(TEXTE FOURNI)
+ + + + +

En Albanie, l'invasion ottomane (1435) fut retardée grâce à la résistance du grand héros national Georges Castriote, plus connu sous le nom de Skanderbeg, mais après sa mort les Turcs parvinrent à s'implanter en 1479 (voir la carte de l'Empire ottoman).

Les Ottomans divisèrent administrativement l'Albanie en quatre vilayets: Shkodër, Kosovo, Manastir et Janina. L'Albanie ottomane avait une superficie de presque le double de ce qu'elle a aujourd'hui, car elle comprenait non seulement le Kosovo, mais une partie du Monténégro, de la Serbie, de la Macédoine et de la Grèce (voir la carte de gauche).

Au cours des siècles qui suivirent, près des deux tiers des Albanais finirent par s’islamiser. La loi ottomane n'autorisant que les musulmans à détenir des terres, une grande partie de la population se convertit à l’islam afin de conserver ses terres et de bénéficier de nombreux traitement préférentiels; les Albanais qui restèrent chrétiens (orthodoxes ou catholiques) furent relégués au simple rang de paysans. De leur côté, les Albanais islamisés échappaient au «ramassage» plus pudiquement «recrutement» en turc ottoman: devşirme (ou "devchirmé" du verbe devşirmek signifiant «ramasser» ou «récolter»)   des terribles janissaires turcs, mais aussi à certains impôts élevés, et ils pouvaient même accéder à des postes administratifs. Pendant les cinq siècles d'occupation ottomane, nombreux furent les Albanais qui obtinrent de hautes fonctions au sein de l'Empire. L'islamisation contribua à fragmenter les convictions religieuses de l'Albanie.

Un grand nombre d’Albanais qui ont voulu demeurer chrétiens ont, pour leur part, préféré émigrer en Italie, particulièrement en Sicile et en Calabre, où existent encore aujourd’hui des communautés albanaises. Pourtant, la religion orthodoxe fut tolérée par les Turcs. En réalité, le patriarcat de Constantinople de qui dépendait l’Église orthodoxe grecque est même devenu pendant plusieurs siècles le représentant officiel de l’Empire ottoman auprès de tous les chrétiens orthodoxes dans cette région des Balkans. L’Église orthodoxe devint alors un puissant instrument d’hellénisation pour les Albanais, car toutes les affaires politiques et administratives de l’Église ainsi que les cérémonies religieuses se déroulaient seulement en grec, ce qui avantageait évidemment la minorité grecque (et même la minorité aroumaine) qui habitait l’Albanie. Tout au cours de l’occupation ottomane, les Albanais essayèrent maintes fois de se libérer des Turcs, voire de l’omniprésence de l’Église orthodoxe grecque. Dans le but de réduire l’influence de la langue grecque dans leurs affaires internes, les Albanais tentèrent même de créer une Église orthodoxe indépendante, ce qu’ils n’obtiendront qu’en 1939 lors de la reconnaissance par Constantinople de l’Église autocéphale orthodoxe albanaise.

+ + + + +

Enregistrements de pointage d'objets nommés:
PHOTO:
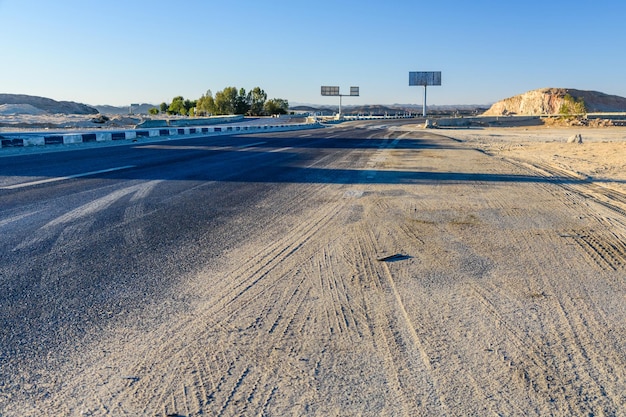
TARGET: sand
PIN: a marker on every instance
(474, 283)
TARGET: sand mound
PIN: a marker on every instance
(18, 109)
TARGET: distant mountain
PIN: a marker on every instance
(142, 108)
(546, 101)
(47, 104)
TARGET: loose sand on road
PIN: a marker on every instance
(473, 272)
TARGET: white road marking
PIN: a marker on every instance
(251, 144)
(47, 180)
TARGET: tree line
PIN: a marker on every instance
(228, 101)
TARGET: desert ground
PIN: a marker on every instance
(497, 287)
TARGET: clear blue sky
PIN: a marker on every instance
(117, 52)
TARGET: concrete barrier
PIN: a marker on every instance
(12, 140)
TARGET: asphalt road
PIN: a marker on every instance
(91, 234)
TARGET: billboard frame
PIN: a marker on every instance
(424, 78)
(333, 91)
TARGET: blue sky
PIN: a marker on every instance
(140, 51)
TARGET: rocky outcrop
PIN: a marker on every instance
(46, 104)
(547, 101)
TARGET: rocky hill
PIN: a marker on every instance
(547, 101)
(46, 104)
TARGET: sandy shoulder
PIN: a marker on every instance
(600, 158)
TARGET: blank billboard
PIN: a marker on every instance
(330, 90)
(425, 78)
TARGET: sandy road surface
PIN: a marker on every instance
(438, 280)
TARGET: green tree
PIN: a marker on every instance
(225, 100)
(257, 101)
(276, 106)
(177, 106)
(205, 105)
(189, 106)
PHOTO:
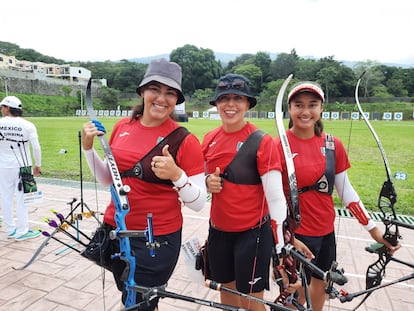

+ + + + +

(CONSIGNES À SUIVRE)
• 1. Pouvez-vous reprendre le passage du texte sur l'Albanie sous domination ottomane qui commence à « En Albanie, l'invasion » et se termine à « carte de gauche). », en remplaçant « vilayets » par « provinces » ?
• 2. Pouvez-vous recopier à l'identique les lignes des enregistrements, de celle qui contient « TARGET: clear blue sky » jusqu'à la fin des enregistrements, ces deux limites comprises, sans reproduire les images ?

(SOLUTIONS DES TÂCHES)
• 1.
En Albanie, l'invasion ottomane (1435) fut retardée grâce à la résistance du grand héros national Georges Castriote, plus connu sous le nom de Skanderbeg, mais après sa mort les Turcs parvinrent à s'implanter en 1479 (voir la carte de l'Empire ottoman).

Les Ottomans divisèrent administrativement l'Albanie en quatre provinces: Shkodër, Kosovo, Manastir et Janina. L'Albanie ottomane avait une superficie de presque le double de ce qu'elle a aujourd'hui, car elle comprenait non seulement le Kosovo, mais une partie du Monténégro, de la Serbie, de la Macédoine et de la Grèce (voir la carte de gauche).

• 2.
TARGET: clear blue sky
PIN: a marker on every instance
(117, 52)
TARGET: concrete barrier
PIN: a marker on every instance
(12, 140)
TARGET: asphalt road
PIN: a marker on every instance
(91, 234)
TARGET: billboard frame
PIN: a marker on every instance
(424, 78)
(333, 91)
TARGET: blue sky
PIN: a marker on every instance
(140, 51)
TARGET: rocky outcrop
PIN: a marker on every instance
(46, 104)
(547, 101)
TARGET: rocky hill
PIN: a marker on every instance
(547, 101)
(46, 104)
TARGET: sandy shoulder
PIN: a marker on every instance
(600, 158)
TARGET: blank billboard
PIN: a marker on every instance
(330, 90)
(425, 78)
TARGET: sandy road surface
PIN: a marker on every instance
(438, 280)
TARGET: green tree
PIN: a marker on every instance
(225, 100)
(257, 101)
(276, 106)
(177, 106)
(205, 105)
(189, 106)
PHOTO:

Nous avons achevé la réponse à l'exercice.